# Select Canon cameras can now auto-backup to Google Photos



## Canon Rumors Guy (Aug 27, 2020)

> Google has added support to the image.canon app to allow automatic backup to Google Photos. If you’re not comfortable with backing up to Canon’s cloud solution, this is probably a great feature for you.
> *From Google:*
> With the latest version of the image.canon app (available on Android or iOS) and a compatible Canon camera, you can choose to automatically transfer original quality photos to Google Photos, eliminating the hassle of using your computer or phone to back them up.
> In addition to a compatible Canon camera and the image.canon app, you’ll also need a
> ...


----------



## marathonman (Aug 27, 2020)

Google is also *******.


----------



## addola (Aug 27, 2020)

I want direct backup to Amazon Photos. With Amazon Prime, you have unlimited full-size photo storage and it supports RAW formats.


----------



## marathonman (Aug 27, 2020)

addola said:


> I want direct backup to Amazon Photos. With Amazon Prime, you have unlimited full-size photo storage and it supports RAW formats.


It doesn't support CR3 does it?


----------



## Tom W (Aug 27, 2020)

I wouldn't trust google to hold my beer while I did something stupid. They have an agenda, and if you don't agree with their agenda, they essentially cancel you.


----------



## RMac (Aug 27, 2020)

addola said:


> I want direct backup to Amazon Photos. With Amazon Prime, you have unlimited full-size photo storage and it supports RAW formats.
> 
> 
> marathonman said:
> ...


No, Amazon treats .CR3 as video files from a data accounting standpoint and does not include them in the "unlimited" category. Super annoying. One workaround is to wrap the .CR3 in a .DNG, which, if you bundle the original .CR3 file into the DNG, makes for a _much_ larger file. Obviously this workaround wouldn't work if the files are coming straight from Canon.


If this ever got fixed, It would be a dream system for those using Prime + image.canon: Unlimited long-term automatic cloud backup of RAW files straight out of your camera over wifi. As it is, I doubt Amazon is chomping at the bit to extend their "unlimited" coverage. I've already got 3+TB of mostly .CR2 files on their cloud which means I'm using storage that would normally cost me well more than what they charge for Prime, and I'm sure I'm not the only one.


----------



## marathonman (Aug 27, 2020)

RMac said:


> If this ever got fixed, It would be a dream system for those using Prime + image.canon:



I used it for CR2 and my Synology NAS for a long time. But with the switch to CR3 and Amazon not supporting them as "photos", I decided to switch to BackBlaze.


----------



## dwarven (Aug 27, 2020)

Tom W said:


> I wouldn't trust google to hold my beer while I did something stupid. They have an agenda, and if you don't agree with their agenda, they essentially cancel you.



I've used Google Drive since it first launched and I've never lost a single file.

** DATA SUPPLIED **

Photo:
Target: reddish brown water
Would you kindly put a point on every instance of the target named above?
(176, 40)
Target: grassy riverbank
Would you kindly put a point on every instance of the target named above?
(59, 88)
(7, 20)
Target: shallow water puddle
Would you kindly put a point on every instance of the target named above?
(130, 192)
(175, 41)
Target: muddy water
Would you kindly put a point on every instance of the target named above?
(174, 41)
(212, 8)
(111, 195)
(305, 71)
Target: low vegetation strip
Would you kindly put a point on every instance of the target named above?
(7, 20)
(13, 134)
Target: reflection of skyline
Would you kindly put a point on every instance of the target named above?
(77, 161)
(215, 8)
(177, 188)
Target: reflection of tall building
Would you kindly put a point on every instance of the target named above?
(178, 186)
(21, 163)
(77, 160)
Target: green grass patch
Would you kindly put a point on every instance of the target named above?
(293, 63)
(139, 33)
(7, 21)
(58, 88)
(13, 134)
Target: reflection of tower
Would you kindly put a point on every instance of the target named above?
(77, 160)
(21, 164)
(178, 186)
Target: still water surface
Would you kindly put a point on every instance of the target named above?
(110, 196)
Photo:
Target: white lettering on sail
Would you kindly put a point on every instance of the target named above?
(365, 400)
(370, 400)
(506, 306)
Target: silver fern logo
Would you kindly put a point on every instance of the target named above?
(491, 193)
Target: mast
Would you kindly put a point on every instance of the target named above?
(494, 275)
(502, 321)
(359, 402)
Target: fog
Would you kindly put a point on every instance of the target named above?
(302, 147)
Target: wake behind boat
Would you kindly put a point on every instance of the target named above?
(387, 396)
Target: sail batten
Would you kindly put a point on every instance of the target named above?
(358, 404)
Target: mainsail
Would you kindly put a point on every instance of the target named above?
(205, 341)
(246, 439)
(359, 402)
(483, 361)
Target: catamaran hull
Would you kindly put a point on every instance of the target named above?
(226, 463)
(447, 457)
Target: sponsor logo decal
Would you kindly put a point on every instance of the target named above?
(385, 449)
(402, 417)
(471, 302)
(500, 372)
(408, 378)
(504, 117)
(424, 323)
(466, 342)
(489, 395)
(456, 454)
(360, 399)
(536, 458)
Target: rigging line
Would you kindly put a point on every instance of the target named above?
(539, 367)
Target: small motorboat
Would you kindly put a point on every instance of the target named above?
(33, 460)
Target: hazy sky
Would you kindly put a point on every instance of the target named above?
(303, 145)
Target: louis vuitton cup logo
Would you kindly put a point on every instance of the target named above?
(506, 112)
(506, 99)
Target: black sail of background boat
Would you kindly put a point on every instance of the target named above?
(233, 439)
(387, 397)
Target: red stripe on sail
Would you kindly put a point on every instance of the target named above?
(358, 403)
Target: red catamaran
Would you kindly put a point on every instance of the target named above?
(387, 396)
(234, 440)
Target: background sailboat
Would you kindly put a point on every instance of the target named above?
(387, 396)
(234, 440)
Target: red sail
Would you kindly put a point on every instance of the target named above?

** WHAT THE EXERCISE ASKS **
Print the stretch of the Canon backup thread from "I used it for" through "dwarven (Aug 27, 2020)", word for word. The lines can be set aside, since none of the work depends on them.

** RESPONSE FOR THIS EXERCISE **
I used it for CR2 and my Synology NAS for a long time. But with the switch to CR3 and Amazon not supporting them as "photos", I decided to switch to BackBlaze.


----------



## dwarven (Aug 27, 2020)